◆ **作業リスト**:
[1] てんかんと運転免許の文章を読んで、次の質問に答えてください。
(a) 最初のかぎかっこの中では、てんかん患者に国の補助で何を雇う権利を与えるとしていますか。
(b) リスクがある人に免許を与えるなという人に向けて、書き手は誰から免許を取り上げろと言っていますか。
(c) はしかの予防接種を受けていないと、どうなる例が挙げられていますか。
[2] てんかんと運転免許の文章のうち、「これならよかろう。いや、半ば」から「価による危険性の排除である。」までを、最後の部分も含めて一字も変えずに書き出してください。

◆ **抜き出した文章**:
:::::
てんかん患者から運転免許を取り上げる方法

「全ての運転免許(資格)てんかん患者には無償で(国の補助で)運転手を雇う権利を与える。仮に会社の雇用条件に運転免許がある場合、これをもって有資格とみなす」

これならよかろう。いや、半ば本気よ。そんな費用どこから出てくるの?そもそもてんかん患者だけなんて不公平じゃない?という声もあるかと思うけど、逆に、てんかん患者だからといって不公平に扱っているのは誰だろう。
いや、リスクがあるものには運転免許を与えたら駄目だという人もいると思う。じゃあ、高齢者からとっとと運転免許取り上げろよ。生活が成り立たない?てんかん患者は?

純化して言うと、この手の差別はリスクとその受容の問題といえる。原発問題で痛感した人がいるかと思うが、時にそのリスクは評価に失敗している。もっというと、リスクを確率の問題に還元できない。リスク評価の失敗は差別の問題以外でも発生している。例えば、予防接種を忌避する。もっともそれは正しくリスク評価をしている社会から差別を受ける可能性はある。はしかの予防接種なしでは入国拒否とか。これは主観的に見て差別だが、客観的に見てリスクの評価による危険性の排除である。
:::::
保存されたデータ記録:
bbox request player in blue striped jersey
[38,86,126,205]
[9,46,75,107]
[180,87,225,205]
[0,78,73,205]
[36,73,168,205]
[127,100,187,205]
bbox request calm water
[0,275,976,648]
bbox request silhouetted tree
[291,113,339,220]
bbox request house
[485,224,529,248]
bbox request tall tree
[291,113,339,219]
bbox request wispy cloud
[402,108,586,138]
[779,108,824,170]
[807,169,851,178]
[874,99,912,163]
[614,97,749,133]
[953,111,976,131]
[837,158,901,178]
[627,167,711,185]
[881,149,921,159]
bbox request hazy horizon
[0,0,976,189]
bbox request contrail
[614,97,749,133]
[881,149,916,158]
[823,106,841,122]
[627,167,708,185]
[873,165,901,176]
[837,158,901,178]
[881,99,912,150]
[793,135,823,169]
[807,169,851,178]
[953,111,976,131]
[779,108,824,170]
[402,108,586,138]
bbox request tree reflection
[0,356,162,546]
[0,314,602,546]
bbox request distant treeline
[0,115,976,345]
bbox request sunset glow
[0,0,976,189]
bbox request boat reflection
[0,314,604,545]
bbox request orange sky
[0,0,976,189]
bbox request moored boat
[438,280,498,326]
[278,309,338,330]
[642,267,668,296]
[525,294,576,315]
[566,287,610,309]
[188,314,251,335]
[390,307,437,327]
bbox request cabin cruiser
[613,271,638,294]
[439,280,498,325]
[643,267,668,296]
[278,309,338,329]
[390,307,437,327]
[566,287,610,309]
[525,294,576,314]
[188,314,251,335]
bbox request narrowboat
:::::
◆ **解答**:
[1]
(a) 運転手
(b) 高齢者
(c) 入国を拒否される

[2]
これならよかろう。いや、半ば本気よ。そんな費用どこから出てくるの?そもそもてんかん患者だけなんて不公平じゃない?という声もあるかと思うけど、逆に、てんかん患者だからといって不公平に扱っているのは誰だろう。
いや、リスクがあるものには運転免許を与えたら駄目だという人もいると思う。じゃあ、高齢者からとっとと運転免許取り上げろよ。生活が成り立たない?てんかん患者は?

純化して言うと、この手の差別はリスクとその受容の問題といえる。原発問題で痛感した人がいるかと思うが、時にそのリスクは評価に失敗している。もっというと、リスクを確率の問題に還元できない。リスク評価の失敗は差別の問題以外でも発生している。例えば、予防接種を忌避する。もっともそれは正しくリスク評価をしている社会から差別を受ける可能性はある。はしかの予防接種なしでは入国拒否とか。これは主観的に見て差別だが、客観的に見てリスクの評価による危険性の排除である。